EXERCISE TASK 1 >> In the blog post about the Security Data Analytics Engineer role, what kind of computing environment is the engineer responsible for delivering?
EXERCISE TASK 2 >> From the blog post about the Security Data Analytics Engineer role, please copy the passage that begins at the words "The emergence of" and ends after "data in real-time.", swapping "open source software" for "free software".

BigSnarf blog

Infosec FTW

Monthly Archives: January 2013

The emergence of a new security role – Security Data Analytics Engineer

Screen Shot 2013-01-30 at 7.23.46 PM

Security Data Analytics Engineer shall be responsible for carrying out engineering tasks to deliver a clustered computing environment.  The engineer shall design and build large-scale security data analytics platforms, using open source software and tools, Cloud based tools and COTS technologies. The engineer shall establish a security data analytics system that produces manageable, actionable intelligence from massive streams of a structured and semi-structured security data.

This is a broad engineering role which requires years of defensive security experience, automating data feeds from different sources, and encompasses building of the core frameworks and platforms to deal with the complexities of ingesting, storing, and manipulating masses of data in real-time.

This engineering role will research and analyse large volumes of data by applying advanced analytical tools and methodologies, build data analytic pipelines, build data processing pipelines, and drive analytical reports to security analysts and investigators for situational awareness.

DATASET EXTRACT >>
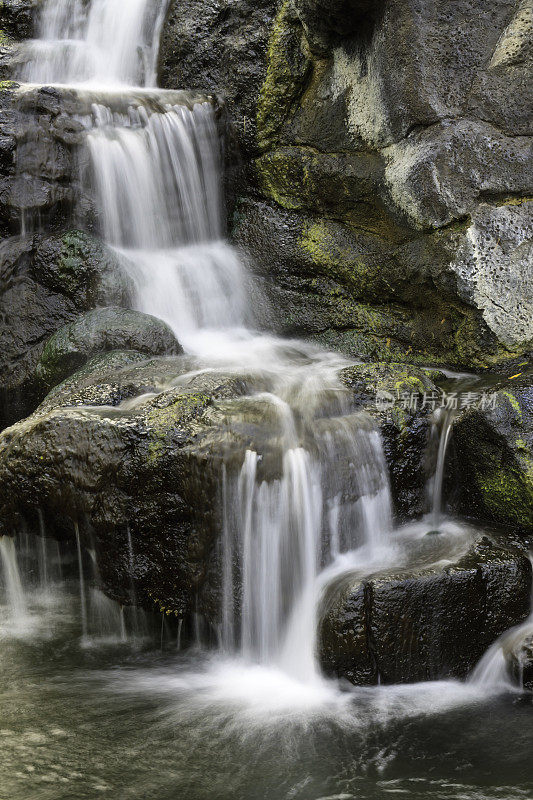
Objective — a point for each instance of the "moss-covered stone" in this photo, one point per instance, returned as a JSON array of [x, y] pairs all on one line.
[[287, 69], [98, 331], [427, 623], [129, 442], [494, 456]]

WRITTEN ANSWER 1 >> A clustered computing environment.

WRITTEN ANSWER 2 >>
The emergence of a new security role – Security Data Analytics Engineer

Screen Shot 2013-01-30 at 7.23.46 PM

Security Data Analytics Engineer shall be responsible for carrying out engineering tasks to deliver a clustered computing environment.  The engineer shall design and build large-scale security data analytics platforms, using free software and tools, Cloud based tools and COTS technologies. The engineer shall establish a security data analytics system that produces manageable, actionable intelligence from massive streams of a structured and semi-structured security data.

This is a broad engineering role which requires years of defensive security experience, automating data feeds from different sources, and encompasses building of the core frameworks and platforms to deal with the complexities of ingesting, storing, and manipulating masses of data in real-time.